─── READING PASSAGE

We Yanks could teach the Irish a few things about bank bailouts and mortgage pathology. Well, actually, it looks like we have.
I can't say I've been following the Irish economic debacle very closely — it's hard work just keeping up with our own — but an article in the Irish Times summarizes it. Apparently, the taxpayers of the Irish Republic are generously going to be picking up the tab, some 70 billion euros, for three big rupt-banks.
The writer, Morgan Kelly, has the traditional Irish gift for words. Some of his juicy observations:
SAD NEWS just in from Our Lady of the Eurozone Hospital: After a sudden worsening in her condition, the Irish Patient, formerly known as the Irish Republic, has been moved into intensive care and put on artificial ventilation.
… The true scandal in Irish banking is not what happened at Anglo and Nationwide (which, as specialised development lenders, would have suffered horrific losses even had they not been run by crooks or morons) but the breakdown of governance at AIB that allowed it to pursue the same suicidal path.
Once again we are having to sit through the same dreary and mendacious charade with AIB that we endured with Anglo: “AIB only needs €3.5 billion, sorry we meant to say €6.5 billion, sorry…” and so on until it is fully nationalised next year, and the true extent of its folly revealed.
Where the first round of the banking crisis centred on a few dozen large developers, the next round will involve hundreds of thousands of families with mortgages. Between negotiated repayment reductions and defaults, at least 100,000 mortgages (one in eight) are already under water, and things have barely started.

──────

- _ACTIONS TO TAKE_:
**A)** Answer these questions from the commentary on the Irish banking crisis:
(i) How much are Irish taxpayers expected to pay, and for how many banks?
(ii) What is the name of the hospital where the "Irish Patient" has been moved into intensive care?
(iii) How many mortgages are already under water, and what share of mortgages is that?
**B)** Write the next part of the commentary on the Irish banking crisis, picking up after its last sentence.
These rows were taken from a separate source.

─── MATERIAL SHOWN

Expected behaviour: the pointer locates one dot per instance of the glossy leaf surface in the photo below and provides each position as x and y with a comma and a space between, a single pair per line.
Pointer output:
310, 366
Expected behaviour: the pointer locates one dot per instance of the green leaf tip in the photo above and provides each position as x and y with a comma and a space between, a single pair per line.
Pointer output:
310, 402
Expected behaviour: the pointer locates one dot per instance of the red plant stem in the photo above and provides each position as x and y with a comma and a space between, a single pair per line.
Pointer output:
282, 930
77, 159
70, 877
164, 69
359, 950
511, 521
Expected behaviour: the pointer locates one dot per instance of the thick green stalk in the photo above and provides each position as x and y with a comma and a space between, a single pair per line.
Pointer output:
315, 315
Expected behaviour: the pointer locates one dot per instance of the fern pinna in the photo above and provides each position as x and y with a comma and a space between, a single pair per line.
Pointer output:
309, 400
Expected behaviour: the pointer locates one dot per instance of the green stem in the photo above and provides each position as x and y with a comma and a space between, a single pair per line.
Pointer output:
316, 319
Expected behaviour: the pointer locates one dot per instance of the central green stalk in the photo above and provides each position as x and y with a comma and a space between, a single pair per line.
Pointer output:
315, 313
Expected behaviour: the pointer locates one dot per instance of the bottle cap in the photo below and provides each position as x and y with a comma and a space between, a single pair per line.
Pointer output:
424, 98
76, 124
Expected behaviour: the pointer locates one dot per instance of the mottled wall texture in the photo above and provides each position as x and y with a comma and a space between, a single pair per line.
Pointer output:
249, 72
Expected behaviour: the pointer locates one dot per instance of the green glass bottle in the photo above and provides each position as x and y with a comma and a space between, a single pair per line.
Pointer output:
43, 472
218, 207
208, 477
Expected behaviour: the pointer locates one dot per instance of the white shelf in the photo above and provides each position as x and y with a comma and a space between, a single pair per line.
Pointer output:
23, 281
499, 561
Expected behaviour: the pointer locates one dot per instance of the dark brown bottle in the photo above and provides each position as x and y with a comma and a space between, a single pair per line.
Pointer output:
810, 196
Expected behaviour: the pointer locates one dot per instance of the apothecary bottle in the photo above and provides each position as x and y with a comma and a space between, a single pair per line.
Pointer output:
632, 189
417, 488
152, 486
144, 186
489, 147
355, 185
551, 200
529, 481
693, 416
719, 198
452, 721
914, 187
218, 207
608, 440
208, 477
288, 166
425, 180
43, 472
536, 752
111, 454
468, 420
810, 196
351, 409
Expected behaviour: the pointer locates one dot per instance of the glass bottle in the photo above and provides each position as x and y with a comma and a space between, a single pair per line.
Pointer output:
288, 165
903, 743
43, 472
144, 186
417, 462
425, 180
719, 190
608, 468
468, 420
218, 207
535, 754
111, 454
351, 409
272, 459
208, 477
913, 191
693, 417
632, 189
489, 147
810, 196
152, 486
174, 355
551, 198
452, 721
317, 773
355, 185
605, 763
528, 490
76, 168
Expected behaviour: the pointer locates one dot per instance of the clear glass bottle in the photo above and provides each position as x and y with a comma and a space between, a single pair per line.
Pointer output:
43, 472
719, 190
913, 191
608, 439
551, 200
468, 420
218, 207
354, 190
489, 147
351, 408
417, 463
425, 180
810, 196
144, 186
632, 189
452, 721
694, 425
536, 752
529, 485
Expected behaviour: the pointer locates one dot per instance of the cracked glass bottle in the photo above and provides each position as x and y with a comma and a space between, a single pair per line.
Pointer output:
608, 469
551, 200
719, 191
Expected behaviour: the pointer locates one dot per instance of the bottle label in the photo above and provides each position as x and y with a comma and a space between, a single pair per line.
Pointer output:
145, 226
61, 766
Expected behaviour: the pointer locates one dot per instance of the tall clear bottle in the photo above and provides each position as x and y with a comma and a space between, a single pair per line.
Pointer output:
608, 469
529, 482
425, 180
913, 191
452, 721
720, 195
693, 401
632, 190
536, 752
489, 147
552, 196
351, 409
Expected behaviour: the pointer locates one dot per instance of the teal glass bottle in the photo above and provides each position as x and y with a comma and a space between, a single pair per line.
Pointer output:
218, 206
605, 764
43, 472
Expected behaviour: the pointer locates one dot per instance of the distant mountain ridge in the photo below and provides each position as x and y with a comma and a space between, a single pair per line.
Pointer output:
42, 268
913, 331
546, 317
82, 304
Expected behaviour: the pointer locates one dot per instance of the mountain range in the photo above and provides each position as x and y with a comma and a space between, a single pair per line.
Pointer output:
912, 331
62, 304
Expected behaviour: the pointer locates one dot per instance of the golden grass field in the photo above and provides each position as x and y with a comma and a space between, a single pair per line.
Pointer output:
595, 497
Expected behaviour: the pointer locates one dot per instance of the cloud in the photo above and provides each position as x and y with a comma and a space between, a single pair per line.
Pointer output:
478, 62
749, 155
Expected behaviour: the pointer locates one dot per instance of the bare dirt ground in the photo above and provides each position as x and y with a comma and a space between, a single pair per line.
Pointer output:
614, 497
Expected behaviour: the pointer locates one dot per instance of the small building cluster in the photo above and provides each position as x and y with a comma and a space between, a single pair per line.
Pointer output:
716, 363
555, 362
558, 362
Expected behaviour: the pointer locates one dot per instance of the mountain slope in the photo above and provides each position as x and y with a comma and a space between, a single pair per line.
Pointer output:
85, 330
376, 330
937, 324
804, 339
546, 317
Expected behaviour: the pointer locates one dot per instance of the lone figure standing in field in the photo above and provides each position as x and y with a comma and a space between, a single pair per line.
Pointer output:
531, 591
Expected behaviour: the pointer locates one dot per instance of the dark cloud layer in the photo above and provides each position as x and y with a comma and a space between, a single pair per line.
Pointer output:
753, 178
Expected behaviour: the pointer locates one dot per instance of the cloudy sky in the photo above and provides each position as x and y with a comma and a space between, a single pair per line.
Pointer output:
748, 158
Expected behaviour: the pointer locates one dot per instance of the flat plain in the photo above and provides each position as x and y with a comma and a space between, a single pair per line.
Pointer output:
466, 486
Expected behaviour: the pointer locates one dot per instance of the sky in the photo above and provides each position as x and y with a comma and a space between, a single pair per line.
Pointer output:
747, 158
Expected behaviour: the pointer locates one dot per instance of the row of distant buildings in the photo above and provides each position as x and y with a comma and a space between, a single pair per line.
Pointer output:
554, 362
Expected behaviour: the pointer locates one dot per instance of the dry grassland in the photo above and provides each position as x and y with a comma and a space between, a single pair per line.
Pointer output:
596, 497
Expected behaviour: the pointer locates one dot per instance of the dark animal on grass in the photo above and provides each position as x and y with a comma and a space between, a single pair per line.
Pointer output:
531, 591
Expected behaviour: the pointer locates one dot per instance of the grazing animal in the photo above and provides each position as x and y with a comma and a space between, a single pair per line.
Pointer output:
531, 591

──────

- _ANSWERS PROVIDED_:
**A)**
(i) Some 70 billion euros, for three big banks.
(ii) Our Lady of the Eurozone Hospital.
(iii) At least 100,000 mortgages, or one in eight.

**B)**
If one family defaults on its mortgage, they are pariahs: if 200,000 default they are a powerful political constituency. There is no shame in admitting that you too were mauled by the Celtic Tiger after being conned into taking out an unaffordable mortgage, when everyone around you is admitting the same.
The gathering mortgage crisis puts Ireland on the cusp of a social conflict on the scale of the Land War, but with one crucial difference. Whereas the Land War faced tenant farmers against a relative handful of mostly foreign landlords, the looming Mortgage War will pit recent house buyers against the majority of families who feel they worked hard and made sacrifices to pay off their mortgages, or else decided not to buy during the bubble, and who think those with mortgages should be made to pay them off. Any relief to struggling mortgage-holders will come not out of bank profits – there is no longer any such thing – but from the pockets of other taxpayers.
Can it be but five years since the Irish were swanking it up with real estate windfalls and foreign investment, buying each other rounds of drinks without counting the cost? Has the whole Western world's government and business Establishment forgotten whatever common sense it ever had?
Best of Irish luck to you, friends, and we'll accept the same from you. Heaven help us all.